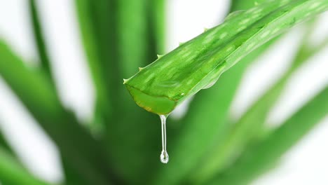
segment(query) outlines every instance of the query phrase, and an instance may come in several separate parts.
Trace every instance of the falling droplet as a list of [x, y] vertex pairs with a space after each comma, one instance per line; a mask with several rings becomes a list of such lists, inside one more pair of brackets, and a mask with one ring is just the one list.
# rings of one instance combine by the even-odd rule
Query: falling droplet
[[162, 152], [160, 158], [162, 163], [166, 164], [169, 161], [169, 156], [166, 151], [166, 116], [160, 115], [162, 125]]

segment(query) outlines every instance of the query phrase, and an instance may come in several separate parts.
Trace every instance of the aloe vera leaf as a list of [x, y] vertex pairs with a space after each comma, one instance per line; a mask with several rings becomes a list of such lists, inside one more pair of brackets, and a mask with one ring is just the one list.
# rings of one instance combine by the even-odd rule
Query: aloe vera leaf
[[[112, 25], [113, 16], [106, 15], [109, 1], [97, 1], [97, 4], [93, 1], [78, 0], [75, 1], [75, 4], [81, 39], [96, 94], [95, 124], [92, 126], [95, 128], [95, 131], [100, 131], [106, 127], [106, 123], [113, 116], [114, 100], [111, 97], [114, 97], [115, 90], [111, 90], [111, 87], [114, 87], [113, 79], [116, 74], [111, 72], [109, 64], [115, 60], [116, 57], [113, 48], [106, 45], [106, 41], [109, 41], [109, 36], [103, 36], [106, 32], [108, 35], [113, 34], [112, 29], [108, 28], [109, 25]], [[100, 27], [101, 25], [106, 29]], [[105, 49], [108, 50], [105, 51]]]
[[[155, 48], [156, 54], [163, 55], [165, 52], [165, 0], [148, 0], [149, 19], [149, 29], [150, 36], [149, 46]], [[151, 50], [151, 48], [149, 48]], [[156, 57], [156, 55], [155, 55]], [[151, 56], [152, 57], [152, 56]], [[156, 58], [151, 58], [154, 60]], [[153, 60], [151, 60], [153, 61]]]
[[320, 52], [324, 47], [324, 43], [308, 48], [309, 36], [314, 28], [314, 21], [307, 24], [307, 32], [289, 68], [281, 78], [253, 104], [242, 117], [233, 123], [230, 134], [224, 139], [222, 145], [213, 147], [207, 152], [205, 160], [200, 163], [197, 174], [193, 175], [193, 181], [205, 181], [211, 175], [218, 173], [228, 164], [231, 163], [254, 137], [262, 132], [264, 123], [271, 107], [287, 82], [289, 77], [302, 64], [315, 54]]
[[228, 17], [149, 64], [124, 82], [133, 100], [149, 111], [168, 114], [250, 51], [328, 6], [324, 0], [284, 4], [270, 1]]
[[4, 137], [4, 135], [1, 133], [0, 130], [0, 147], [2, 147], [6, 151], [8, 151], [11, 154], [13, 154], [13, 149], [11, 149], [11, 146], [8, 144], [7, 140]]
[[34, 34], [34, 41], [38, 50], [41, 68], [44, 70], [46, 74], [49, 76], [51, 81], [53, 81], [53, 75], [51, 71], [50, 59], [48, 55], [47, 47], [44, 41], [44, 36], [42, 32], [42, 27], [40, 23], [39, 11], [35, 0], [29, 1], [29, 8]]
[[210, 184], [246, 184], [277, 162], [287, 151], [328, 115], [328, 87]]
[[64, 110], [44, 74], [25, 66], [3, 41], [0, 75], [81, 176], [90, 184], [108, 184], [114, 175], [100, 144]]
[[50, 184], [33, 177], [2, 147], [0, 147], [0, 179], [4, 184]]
○ ○ ○ ○ ○
### What to produce
Render the material above as a Markdown table with the columns Number and Content, one numbered row per line, leaving out blank lines and the picture.

### Response
| Number | Content |
|---|---|
| 1 | segment(query) outlines every instance of the query phrase, and an instance may come in several separate parts. |
| 2 | Trace every instance of the falling droplet as a list of [x, y] vertex pairs with a space after each comma, one instance per line; a mask with several rings becomes a list of such lists, inside one more pair of brackets, and a mask with one ring is just the one list. |
| 3 | # rings of one instance combine by the even-odd rule |
| 4 | Query: falling droplet |
| 5 | [[162, 152], [160, 158], [162, 163], [166, 164], [169, 161], [169, 156], [166, 151], [166, 116], [160, 115], [162, 125]] |
| 6 | segment(query) outlines every instance of the query phrase, and an instance may come in several separate parts. |
| 7 | Trace every instance of the aloe vera leaf as a list of [x, y] vertex pairs with a space after each comma, one instance per line; a mask with several rings becomes a list of such lists, inside one more pair of brackets, and a mask with one ring is just the one list. |
| 8 | # rings of one instance combine by the even-odd rule |
| 9 | Query: aloe vera leaf |
| 10 | [[[112, 25], [113, 16], [106, 15], [109, 1], [97, 1], [97, 4], [93, 1], [78, 0], [75, 1], [75, 4], [81, 39], [96, 94], [95, 124], [92, 126], [95, 128], [95, 131], [100, 131], [106, 127], [106, 123], [113, 116], [114, 100], [111, 97], [114, 97], [115, 90], [111, 90], [111, 87], [114, 87], [113, 79], [116, 74], [111, 72], [109, 64], [115, 60], [116, 57], [113, 48], [106, 45], [106, 41], [109, 41], [109, 36], [103, 36], [106, 32], [108, 35], [113, 34], [112, 29], [108, 28], [109, 25]], [[100, 27], [101, 25], [106, 29]], [[105, 49], [108, 50], [105, 51]]] |
| 11 | [[[155, 48], [156, 54], [163, 55], [165, 52], [165, 0], [148, 0], [149, 19], [149, 29], [150, 36], [149, 46]], [[151, 50], [151, 48], [149, 48]], [[156, 57], [156, 55], [155, 55]], [[151, 56], [152, 57], [152, 56]], [[156, 58], [151, 58], [154, 60]], [[153, 60], [151, 60], [153, 61]]] |
| 12 | [[320, 52], [324, 47], [324, 43], [308, 48], [309, 36], [314, 28], [314, 21], [307, 24], [307, 32], [289, 68], [281, 78], [253, 104], [242, 117], [233, 123], [230, 134], [224, 139], [222, 145], [213, 147], [207, 152], [205, 160], [200, 163], [197, 174], [193, 175], [193, 181], [205, 181], [211, 175], [218, 173], [228, 164], [231, 163], [254, 137], [262, 132], [264, 123], [271, 107], [287, 82], [289, 77], [302, 64], [315, 54]] |
| 13 | [[228, 17], [149, 64], [124, 82], [133, 100], [149, 111], [168, 114], [250, 51], [328, 6], [324, 0], [284, 4], [270, 1]] |
| 14 | [[4, 137], [4, 135], [1, 133], [0, 130], [0, 147], [2, 147], [6, 151], [8, 151], [11, 154], [13, 154], [13, 149], [11, 149], [11, 146], [8, 144], [7, 140]] |
| 15 | [[34, 34], [34, 41], [38, 50], [41, 68], [44, 70], [46, 74], [49, 76], [51, 81], [53, 81], [53, 75], [51, 71], [50, 59], [48, 55], [47, 47], [44, 41], [44, 36], [42, 32], [42, 27], [40, 23], [39, 11], [35, 0], [29, 1], [29, 8]] |
| 16 | [[210, 184], [246, 184], [277, 162], [287, 151], [328, 115], [328, 87]] |
| 17 | [[64, 110], [44, 74], [25, 66], [3, 41], [0, 75], [81, 176], [90, 184], [108, 184], [114, 175], [100, 144]] |
| 18 | [[50, 184], [33, 177], [2, 147], [0, 147], [0, 179], [4, 184]] |